» **과제 자료**
•••••
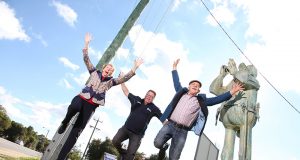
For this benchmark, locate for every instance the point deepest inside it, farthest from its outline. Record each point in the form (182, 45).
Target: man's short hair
(150, 90)
(196, 81)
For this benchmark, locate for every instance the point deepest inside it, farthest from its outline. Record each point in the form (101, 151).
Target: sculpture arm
(175, 76)
(216, 87)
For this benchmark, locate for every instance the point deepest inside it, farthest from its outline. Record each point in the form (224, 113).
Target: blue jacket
(203, 101)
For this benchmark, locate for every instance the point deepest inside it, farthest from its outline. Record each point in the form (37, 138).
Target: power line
(249, 59)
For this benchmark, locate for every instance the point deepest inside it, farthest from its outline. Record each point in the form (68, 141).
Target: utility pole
(59, 140)
(119, 39)
(87, 146)
(47, 131)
•••••
» **과제 내용**
"form (224, 113)."이 들어 있는 행에서 시작하여 마지막 행에서 끝나는 부분만, 양 끝 행을 포함하여 요청 문장까지 모두 다시 쓰세요. 답으로 주어진 좌표의 모든 수에는 2.05를 곱한 뒤 0.5 이상은 올려 정수로 반올림하고, 요청 문장과 그 안의 형식 예시는 바꾸지 마세요.

» **과제 답안**
For this benchmark, locate for every instance the point deepest inside it, farthest from its outline. Record each point in the form (224, 113).
Target: blue jacket
(416, 207)
For this benchmark, locate for every instance the point deepest inside it, farthest from its outline. Record each point in the form (37, 138).
Target: power line
(510, 121)
For this benchmark, locate for every instance the point deepest inside it, farthest from its outline. Record each point in the form (68, 141).
Target: utility pole
(121, 287)
(244, 80)
(178, 299)
(96, 269)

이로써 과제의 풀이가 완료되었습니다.